SUPPLIED RECORDS ::

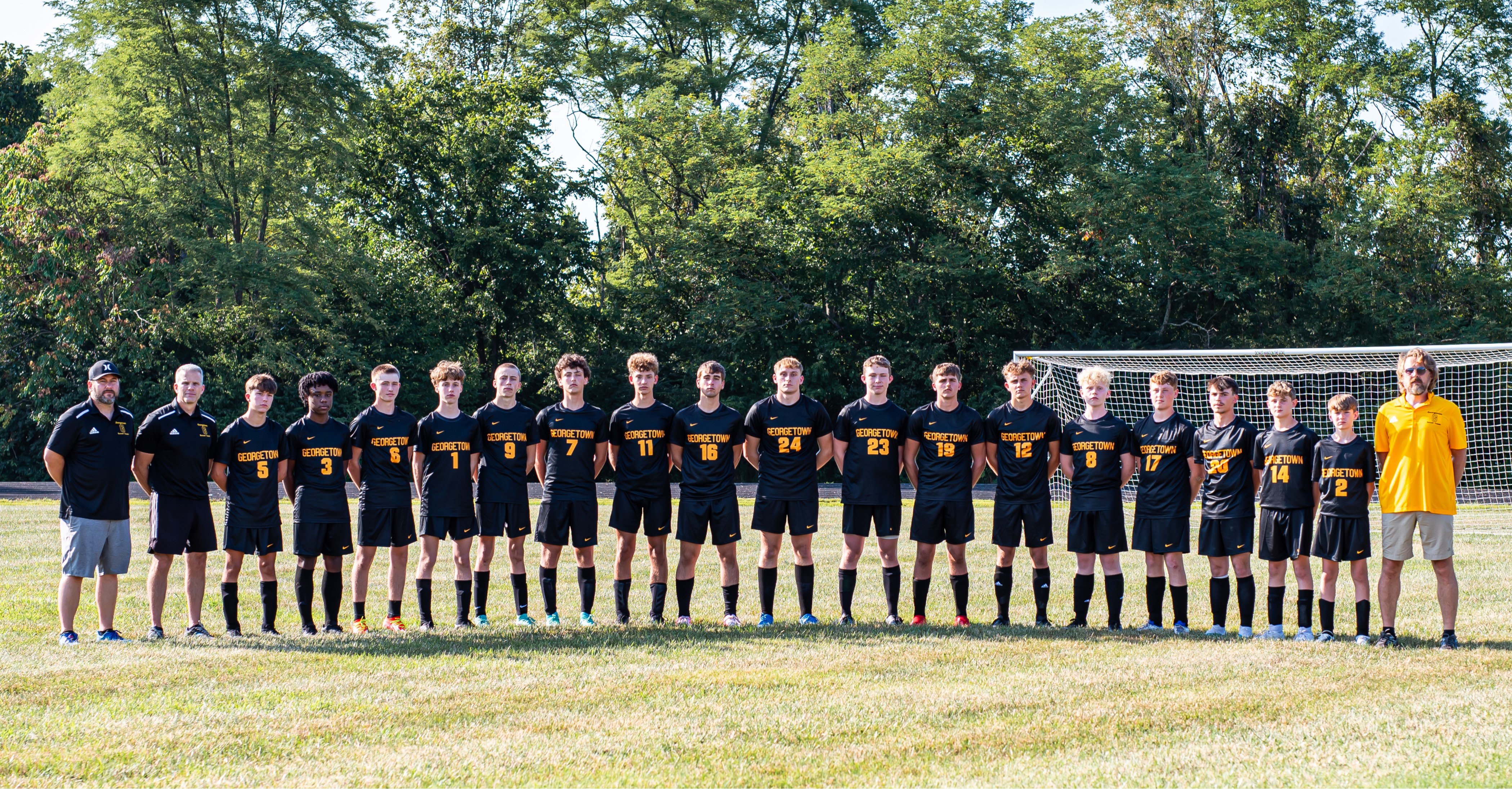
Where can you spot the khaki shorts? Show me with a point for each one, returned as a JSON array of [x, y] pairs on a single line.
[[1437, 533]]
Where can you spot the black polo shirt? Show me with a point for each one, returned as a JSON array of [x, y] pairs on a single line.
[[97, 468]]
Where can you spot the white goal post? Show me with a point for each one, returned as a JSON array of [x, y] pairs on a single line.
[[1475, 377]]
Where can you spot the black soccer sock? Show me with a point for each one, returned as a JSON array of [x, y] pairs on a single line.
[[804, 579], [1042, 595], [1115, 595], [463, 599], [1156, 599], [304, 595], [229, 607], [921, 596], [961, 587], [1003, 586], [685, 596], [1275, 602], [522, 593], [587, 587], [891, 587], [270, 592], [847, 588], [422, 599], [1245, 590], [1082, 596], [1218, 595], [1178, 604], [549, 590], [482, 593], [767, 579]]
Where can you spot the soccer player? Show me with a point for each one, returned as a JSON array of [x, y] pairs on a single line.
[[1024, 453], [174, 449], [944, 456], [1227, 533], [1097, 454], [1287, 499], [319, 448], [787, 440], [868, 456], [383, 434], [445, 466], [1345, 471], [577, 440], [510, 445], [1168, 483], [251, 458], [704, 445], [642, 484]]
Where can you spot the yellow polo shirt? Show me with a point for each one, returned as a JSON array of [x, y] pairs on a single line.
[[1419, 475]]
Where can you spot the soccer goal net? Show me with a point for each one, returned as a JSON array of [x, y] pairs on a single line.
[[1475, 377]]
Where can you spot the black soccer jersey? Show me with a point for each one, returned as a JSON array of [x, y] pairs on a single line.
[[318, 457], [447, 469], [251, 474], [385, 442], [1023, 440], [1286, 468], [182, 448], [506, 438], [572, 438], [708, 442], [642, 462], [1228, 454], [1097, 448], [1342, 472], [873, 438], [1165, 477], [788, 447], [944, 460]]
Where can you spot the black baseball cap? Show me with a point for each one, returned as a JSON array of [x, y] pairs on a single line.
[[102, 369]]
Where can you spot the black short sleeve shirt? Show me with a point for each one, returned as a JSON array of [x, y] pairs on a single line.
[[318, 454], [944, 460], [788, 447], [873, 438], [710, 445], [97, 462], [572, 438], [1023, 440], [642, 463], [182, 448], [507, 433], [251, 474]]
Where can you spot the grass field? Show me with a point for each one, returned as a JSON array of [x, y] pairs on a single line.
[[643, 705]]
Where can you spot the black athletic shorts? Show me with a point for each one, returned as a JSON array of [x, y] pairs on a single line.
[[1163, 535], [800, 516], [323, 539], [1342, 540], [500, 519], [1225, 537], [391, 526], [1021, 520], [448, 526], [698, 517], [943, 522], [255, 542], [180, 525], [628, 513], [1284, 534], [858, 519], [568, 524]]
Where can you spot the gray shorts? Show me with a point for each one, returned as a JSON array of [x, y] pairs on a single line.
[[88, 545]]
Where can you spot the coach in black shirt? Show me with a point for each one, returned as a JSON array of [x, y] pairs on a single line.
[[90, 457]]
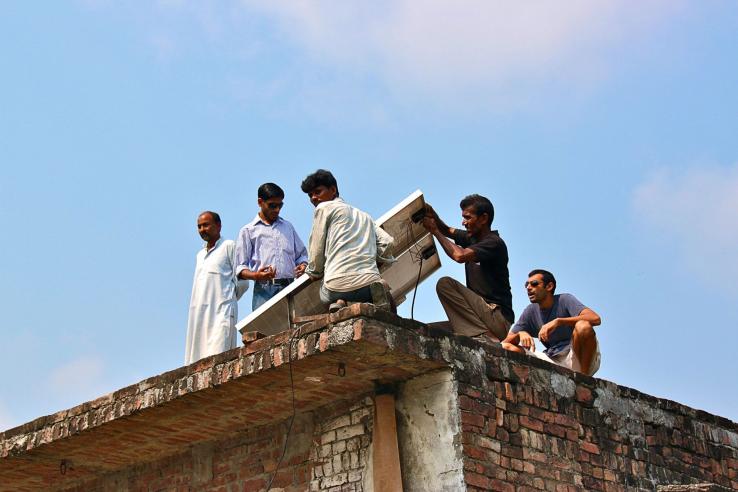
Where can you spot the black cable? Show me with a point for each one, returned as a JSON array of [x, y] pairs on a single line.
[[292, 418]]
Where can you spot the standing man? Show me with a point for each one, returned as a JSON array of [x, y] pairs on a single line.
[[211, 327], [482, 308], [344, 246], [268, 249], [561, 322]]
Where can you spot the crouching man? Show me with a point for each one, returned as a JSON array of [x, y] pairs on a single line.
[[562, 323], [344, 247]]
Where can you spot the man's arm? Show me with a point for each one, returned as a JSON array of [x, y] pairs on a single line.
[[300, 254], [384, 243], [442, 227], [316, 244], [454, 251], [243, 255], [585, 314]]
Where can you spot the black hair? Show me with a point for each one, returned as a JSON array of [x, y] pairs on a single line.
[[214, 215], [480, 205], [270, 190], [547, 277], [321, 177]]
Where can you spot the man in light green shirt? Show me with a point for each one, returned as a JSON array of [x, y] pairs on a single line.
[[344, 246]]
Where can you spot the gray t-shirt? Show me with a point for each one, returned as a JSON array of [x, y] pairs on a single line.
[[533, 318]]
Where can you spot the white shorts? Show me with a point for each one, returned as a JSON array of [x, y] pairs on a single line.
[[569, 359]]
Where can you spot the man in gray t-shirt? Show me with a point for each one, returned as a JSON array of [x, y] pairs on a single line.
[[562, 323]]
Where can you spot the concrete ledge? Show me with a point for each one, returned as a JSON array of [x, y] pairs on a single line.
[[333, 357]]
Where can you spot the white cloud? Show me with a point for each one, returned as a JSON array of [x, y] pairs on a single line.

PROBLEM TO SOLVE :: Rewrite every one of the records above, changing "Where can you spot" to "Where do you see" wherever it appears and keeping all other text the same. Omit the pictures from your answer.

THE RESPONSE ::
Where do you see the khaki shorts? Show me with a point for each one, returned as a JSON array of [x, y] pairs on a single line.
[[1437, 533]]
Where do you see the black polo shirt? Show me with a point for each one, returned as a JSON array of [x, y] pairs on a single line.
[[97, 468]]
Where do you see the white goal post? Show me with a point for each one, returned as a JSON array of [x, y] pairs on a single line.
[[1475, 377]]
Where do you see the black soccer sock? Show me with a point for each one, returned as a JSON array of [x, y] pairs on a single line.
[[804, 579], [1042, 595], [1115, 595], [463, 599], [1156, 599], [304, 595], [229, 607], [921, 596], [961, 587], [1003, 586], [685, 596], [1275, 602], [522, 593], [587, 587], [891, 587], [270, 592], [847, 588], [422, 599], [1245, 590], [1082, 596], [1218, 595], [1178, 604], [549, 590], [482, 593], [767, 579]]
Where do you see the soccer player? Show me with a point for each one, returned as a JSON array of [x, y] pairs on a single line.
[[1024, 453], [174, 449], [944, 456], [1227, 533], [1097, 454], [1287, 499], [319, 448], [787, 440], [868, 456], [383, 434], [445, 466], [1345, 471], [577, 440], [510, 445], [1168, 483], [251, 458], [704, 445], [642, 484]]
Where do you see the yellow polo shirt? Show me with a point for each one, returned as a JSON array of [x, y] pairs on a single line.
[[1419, 475]]
Where do you see the soccer goal net? Show me with a point for each one, returned as a JSON array of [x, y] pairs on a single line.
[[1475, 377]]
Where do you see the black soccer jersey? Show me with a point for each one, returned as a JSON array of [x, y] pairs on a single line.
[[318, 457], [447, 469], [251, 474], [385, 442], [1023, 440], [1286, 468], [182, 448], [506, 438], [572, 438], [708, 442], [642, 462], [1228, 454], [1097, 448], [1342, 472], [873, 438], [1165, 477], [788, 447], [944, 460]]
Where do you see the black baseball cap? Show me with a point for each one, returned as a JSON array of [x, y] pairs on a single line.
[[102, 369]]
Where do you see the black short sleeve shirt? Show me with a point for each one, returned as a JSON array of [x, y] pairs on a single line.
[[318, 454], [944, 460], [788, 447], [873, 438], [710, 445], [97, 462], [572, 438], [1023, 440], [642, 463], [182, 448], [507, 433], [251, 474]]
Where do you see the grass field? Show me with a point for each one, returned as a JSON array of [x, y] pairs on a single line.
[[643, 705]]
Where do you see the black athletic shorts? Show me with a point for each one, returned as a JSON array of [x, y] pairs on a single line.
[[1163, 535], [800, 516], [323, 539], [1342, 540], [500, 519], [1225, 537], [391, 526], [1021, 520], [448, 526], [698, 517], [943, 522], [255, 542], [180, 525], [628, 513], [1284, 534], [858, 519], [568, 524]]
Where do you see the gray shorts? Show me with a point for each one, returned as a JSON array of [x, y] pairs on a single line.
[[88, 545]]
Where do you see the coach in black shirt? Show me with a point for each one, returned as a JSON array of [x, y] pairs on a single line.
[[90, 457]]
Where do you see the black cable? Show me with a point for each one, returned as a JSON array of [x, y] pairs on a single line.
[[292, 418]]
Where do you see the standing man? Show me with a point for each one, returned as a JSON array of [x, y] pairs on a single line.
[[211, 327], [482, 308], [344, 246], [268, 249], [561, 322]]
Where do you see the crouching man? Show me with a point for each one, returned as a JSON array of [x, y] pairs on a single line.
[[562, 323], [344, 247]]
Where do you see the man's arm? Show me with a point for each one, returned as a JSON array of [x, y] pairs on a single line.
[[300, 254], [384, 243], [442, 227], [316, 244], [454, 251], [243, 255], [585, 314]]
Where do you see the black hair? Show me with a point for each one, returned as a JSON array of [x, y] pairs on a single line.
[[214, 215], [480, 205], [270, 190], [547, 277], [321, 177]]
Where do you see the man in light green shirt? Show me with a point for each one, returned as a JSON array of [x, y] pairs on a single line.
[[344, 246]]
Where do you see the gray t-shirt? Show me with a point for each one, returned as a JSON array of [x, y] pairs on a single line.
[[533, 318]]
Where do you see the white shorts? Show me with a point for each one, returned as a JSON array of [x, y] pairs on a single line.
[[569, 359]]
Where do you see the man in gray t-shirt? Show me with a point for each one, returned as a JSON array of [x, y] pairs on a single line.
[[562, 323]]
Where do you see the concrete ledge? Show me with a point for each one, returned as a JSON array of [x, y] pairs on a single line.
[[333, 357]]
Where do you see the white cloud? Show me with a point for each one, returned as a JSON array of [x, y] pairs on a single line.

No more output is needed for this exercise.